• _SUPPLIED PASSAGE_

- Open Access
- Authors : Mr. Varun Agarwal, Ms. Rutuja Sutar, Shweta Tiwari, Pankaj Choudhary
- Paper ID : IJERTCONV8IS05021
- Volume & Issue : ICSITS – 2020 (Volume 8 – Issue 05)
- Published (First Online): 19-03-2020
- ISSN (Online) : 2278-0181
- Publisher Name : IJERT
- License: This work is licensed under a Creative Commons Attribution 4.0 International License
Automated Assessment of Students Responses to the Questions using Various Similarity Techniques
Mr. Varun Agarwal
School of Computer Engineering and Technology MIT Academy of Engineering
Pune, India
Shweta Tiwari
School of Computer Engineering and Technology MIT Academy of Engineering
Pune, India
Ms. Rutuja Sutar
School of Computer Engineering and Technology MIT Academy of Engineering
Pune, India
Pankaj Choudhary
School of Computer Engineering and Technology MIT Academy of Engineering
Pune, India
Abstract In current education, distance education or online degree program is the current trend through which students get their degree online, so assessment will be also online. The student knowledge about concepts can be evaluated only through assessments and student assessment is essential to measure the performance of individual students. There are many assessment procedures that are carried out. The method of computer-assisted objective testing is not sufficient because they do not produce any qualitative data and for quantitative assessment, we require a lot of manpower, so to minimize this automation can be done specifying similarity score judged differently based on the question types. For instance, semantics is not a key factor for short type answers. This paper describes the governance of automated student assessment systems on the basis of various similarity algorithms by taking some reference answer and applying preprocessing and then using cosine similarity, fuzzyWuzzy logic to check the similarity with the student response and calculate the similarity between them. Responses were collected from students from our college and some reference answers were picked by the faculty member, to assess them. This all helps in reducing manpower and will lead one more step towards automation.

• _GIVEN RECORDS_
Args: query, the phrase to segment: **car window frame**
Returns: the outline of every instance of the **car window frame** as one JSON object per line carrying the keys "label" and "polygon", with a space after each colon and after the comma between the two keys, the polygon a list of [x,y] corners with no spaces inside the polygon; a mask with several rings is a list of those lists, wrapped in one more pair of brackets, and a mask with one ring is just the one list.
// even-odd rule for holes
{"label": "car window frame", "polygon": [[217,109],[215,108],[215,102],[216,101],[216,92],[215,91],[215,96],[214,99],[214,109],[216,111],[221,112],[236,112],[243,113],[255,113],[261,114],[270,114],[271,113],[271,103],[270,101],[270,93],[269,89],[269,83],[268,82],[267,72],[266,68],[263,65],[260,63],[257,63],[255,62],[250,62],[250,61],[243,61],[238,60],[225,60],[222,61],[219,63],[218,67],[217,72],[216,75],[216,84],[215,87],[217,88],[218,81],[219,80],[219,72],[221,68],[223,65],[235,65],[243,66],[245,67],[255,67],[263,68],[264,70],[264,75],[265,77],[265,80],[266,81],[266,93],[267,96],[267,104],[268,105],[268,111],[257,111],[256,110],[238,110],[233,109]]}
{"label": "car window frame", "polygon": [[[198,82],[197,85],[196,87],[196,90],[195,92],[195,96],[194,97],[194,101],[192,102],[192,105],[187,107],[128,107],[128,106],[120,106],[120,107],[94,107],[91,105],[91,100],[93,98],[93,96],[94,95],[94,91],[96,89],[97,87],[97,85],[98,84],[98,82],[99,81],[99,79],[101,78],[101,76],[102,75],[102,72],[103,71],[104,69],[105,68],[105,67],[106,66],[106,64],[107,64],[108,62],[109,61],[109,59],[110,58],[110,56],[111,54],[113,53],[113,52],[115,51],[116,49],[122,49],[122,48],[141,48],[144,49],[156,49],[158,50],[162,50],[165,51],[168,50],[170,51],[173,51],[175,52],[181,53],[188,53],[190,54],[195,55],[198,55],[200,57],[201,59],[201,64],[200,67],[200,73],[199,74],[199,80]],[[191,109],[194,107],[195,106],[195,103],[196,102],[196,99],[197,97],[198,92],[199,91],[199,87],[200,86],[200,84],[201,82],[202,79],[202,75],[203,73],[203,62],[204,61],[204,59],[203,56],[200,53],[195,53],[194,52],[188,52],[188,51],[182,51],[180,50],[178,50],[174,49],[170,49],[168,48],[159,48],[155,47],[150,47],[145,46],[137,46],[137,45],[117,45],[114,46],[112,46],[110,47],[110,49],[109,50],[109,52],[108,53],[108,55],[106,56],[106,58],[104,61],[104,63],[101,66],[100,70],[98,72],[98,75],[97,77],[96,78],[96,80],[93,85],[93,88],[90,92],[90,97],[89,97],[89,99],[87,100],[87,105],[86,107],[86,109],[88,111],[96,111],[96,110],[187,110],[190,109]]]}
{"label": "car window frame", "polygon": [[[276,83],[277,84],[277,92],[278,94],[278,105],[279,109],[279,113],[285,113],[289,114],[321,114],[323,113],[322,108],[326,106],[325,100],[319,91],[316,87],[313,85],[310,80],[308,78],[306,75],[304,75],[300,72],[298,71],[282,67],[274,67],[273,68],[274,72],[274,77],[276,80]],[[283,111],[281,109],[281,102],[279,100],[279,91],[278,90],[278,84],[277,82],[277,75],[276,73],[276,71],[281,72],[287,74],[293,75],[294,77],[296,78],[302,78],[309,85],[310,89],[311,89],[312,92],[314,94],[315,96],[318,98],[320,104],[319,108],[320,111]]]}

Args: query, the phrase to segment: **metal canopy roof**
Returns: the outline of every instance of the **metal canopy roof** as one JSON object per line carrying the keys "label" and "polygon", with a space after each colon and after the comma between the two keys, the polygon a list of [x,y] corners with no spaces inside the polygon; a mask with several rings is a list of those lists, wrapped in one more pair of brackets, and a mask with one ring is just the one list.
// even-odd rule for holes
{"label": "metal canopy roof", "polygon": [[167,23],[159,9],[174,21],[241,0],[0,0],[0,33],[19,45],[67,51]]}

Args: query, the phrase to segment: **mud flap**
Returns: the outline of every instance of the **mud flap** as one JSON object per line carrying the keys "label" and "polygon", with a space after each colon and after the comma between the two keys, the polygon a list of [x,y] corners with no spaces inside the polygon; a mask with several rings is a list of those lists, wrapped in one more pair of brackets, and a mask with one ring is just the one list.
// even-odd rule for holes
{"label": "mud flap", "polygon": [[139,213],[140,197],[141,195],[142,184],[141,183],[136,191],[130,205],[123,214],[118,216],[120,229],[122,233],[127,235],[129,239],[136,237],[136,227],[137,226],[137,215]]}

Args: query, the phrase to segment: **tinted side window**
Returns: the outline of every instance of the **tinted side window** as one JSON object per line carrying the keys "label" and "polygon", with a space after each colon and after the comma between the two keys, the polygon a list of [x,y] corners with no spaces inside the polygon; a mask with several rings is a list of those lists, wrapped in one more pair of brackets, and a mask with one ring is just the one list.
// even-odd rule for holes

• _PROBLEM 1_
Answer these questions about the automated-assessment paper, one line each:
(a) What is the paper ID?
(b) Which two techniques are used to check the similarity between the reference answer and the student response?
(c) Who picked the reference answers?
• _PROBLEM 2_
Write out the automated-assessment paper word for word, beginning at the words "- Open Access" and stopping after "8 – Issue 05)".

• _EXPECTED OUTPUT 1_
(a) IJERTCONV8IS05021
(b) Cosine similarity and fuzzyWuzzy logic
(c) The faculty member

• _EXPECTED OUTPUT 2_
- Open Access
- Authors : Mr. Varun Agarwal, Ms. Rutuja Sutar, Shweta Tiwari, Pankaj Choudhary
- Paper ID : IJERTCONV8IS05021
- Volume & Issue : ICSITS – 2020 (Volume 8 – Issue 05)